WORK INSTRUCTION —
Reproduce the records verbatim from their first line through the line containing "positive clicks: (53, 108) (32, 66)", including that line.

DATA SUPPLIED —
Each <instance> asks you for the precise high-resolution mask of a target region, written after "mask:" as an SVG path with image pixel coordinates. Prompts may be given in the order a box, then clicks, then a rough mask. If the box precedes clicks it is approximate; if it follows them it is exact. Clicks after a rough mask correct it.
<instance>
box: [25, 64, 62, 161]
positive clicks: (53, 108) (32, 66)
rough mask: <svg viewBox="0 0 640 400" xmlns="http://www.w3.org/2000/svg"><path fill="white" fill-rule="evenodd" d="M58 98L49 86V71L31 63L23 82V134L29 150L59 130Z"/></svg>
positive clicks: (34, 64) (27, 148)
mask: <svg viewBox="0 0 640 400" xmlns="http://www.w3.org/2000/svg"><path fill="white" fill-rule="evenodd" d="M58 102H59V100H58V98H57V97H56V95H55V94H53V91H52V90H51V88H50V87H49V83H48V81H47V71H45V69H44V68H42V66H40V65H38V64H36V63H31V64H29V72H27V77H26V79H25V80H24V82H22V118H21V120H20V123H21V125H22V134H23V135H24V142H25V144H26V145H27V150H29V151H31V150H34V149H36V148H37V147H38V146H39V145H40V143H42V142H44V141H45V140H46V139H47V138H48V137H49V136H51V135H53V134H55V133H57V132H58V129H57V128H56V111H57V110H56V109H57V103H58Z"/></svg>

ANSWER BELOW —
Each <instance> asks you for the precise high-resolution mask of a target region, written after "mask:" as an SVG path with image pixel coordinates. Prompts may be given in the order a box, then clicks, then a rough mask. If the box precedes clicks it is approximate; if it follows them it is exact. Clicks after a rough mask correct it.
<instance>
box: [25, 64, 62, 161]
positive clicks: (53, 108) (32, 66)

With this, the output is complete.